> **Raw records**:
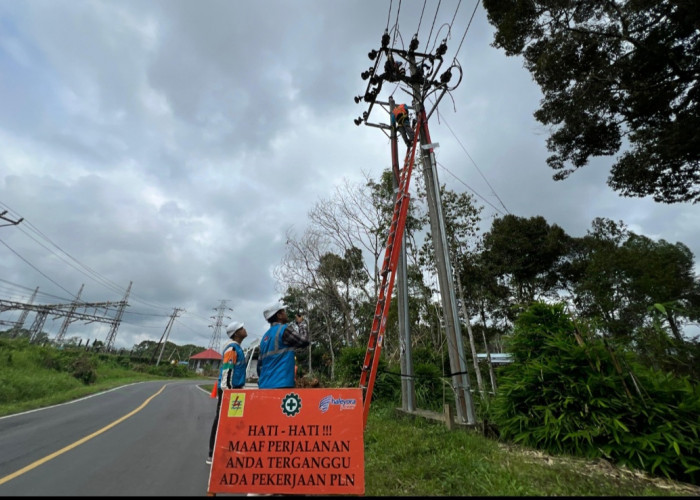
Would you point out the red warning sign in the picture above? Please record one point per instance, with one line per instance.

...

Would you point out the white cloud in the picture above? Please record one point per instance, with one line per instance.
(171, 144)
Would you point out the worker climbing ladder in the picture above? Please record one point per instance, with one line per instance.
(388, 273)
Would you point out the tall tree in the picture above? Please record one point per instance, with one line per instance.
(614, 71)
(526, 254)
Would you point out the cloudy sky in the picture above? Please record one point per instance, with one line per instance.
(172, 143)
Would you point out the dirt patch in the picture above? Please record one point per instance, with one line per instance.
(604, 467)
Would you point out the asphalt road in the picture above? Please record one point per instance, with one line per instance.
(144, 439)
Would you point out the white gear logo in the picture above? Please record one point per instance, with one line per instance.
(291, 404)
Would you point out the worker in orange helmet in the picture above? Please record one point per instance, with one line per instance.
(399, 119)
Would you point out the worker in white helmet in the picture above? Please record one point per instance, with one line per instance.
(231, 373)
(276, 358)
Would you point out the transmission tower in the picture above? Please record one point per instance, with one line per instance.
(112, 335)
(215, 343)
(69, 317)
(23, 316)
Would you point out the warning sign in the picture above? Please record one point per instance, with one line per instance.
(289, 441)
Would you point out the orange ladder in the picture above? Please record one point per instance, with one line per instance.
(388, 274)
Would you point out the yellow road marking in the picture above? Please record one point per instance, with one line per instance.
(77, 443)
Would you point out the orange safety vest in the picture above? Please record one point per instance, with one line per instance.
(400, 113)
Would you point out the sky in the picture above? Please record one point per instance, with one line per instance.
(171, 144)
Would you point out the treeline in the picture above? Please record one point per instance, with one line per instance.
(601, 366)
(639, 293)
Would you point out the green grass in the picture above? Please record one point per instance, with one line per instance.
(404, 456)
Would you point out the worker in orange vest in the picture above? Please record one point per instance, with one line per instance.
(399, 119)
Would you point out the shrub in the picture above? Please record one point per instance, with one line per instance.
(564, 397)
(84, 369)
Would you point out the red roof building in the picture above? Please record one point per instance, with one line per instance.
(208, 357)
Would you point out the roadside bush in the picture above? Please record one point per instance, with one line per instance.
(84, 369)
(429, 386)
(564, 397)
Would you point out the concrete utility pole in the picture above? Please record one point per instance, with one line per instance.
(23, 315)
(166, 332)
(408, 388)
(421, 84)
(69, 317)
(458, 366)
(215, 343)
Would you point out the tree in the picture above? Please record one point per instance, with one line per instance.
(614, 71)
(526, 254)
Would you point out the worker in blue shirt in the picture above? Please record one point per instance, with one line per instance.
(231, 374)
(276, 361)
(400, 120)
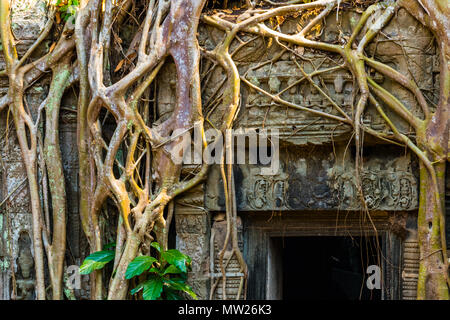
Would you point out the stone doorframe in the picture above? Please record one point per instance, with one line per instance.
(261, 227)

> **Your goal**: Show every line of the records that contains the word "helmet".

> **Final result**:
Would you point out the worker in orange helmet in the picture above? Please record one point per instance, with one line per instance.
Would you point out the worker in white helmet in the picture above? Please record one point per instance, with one line per instance.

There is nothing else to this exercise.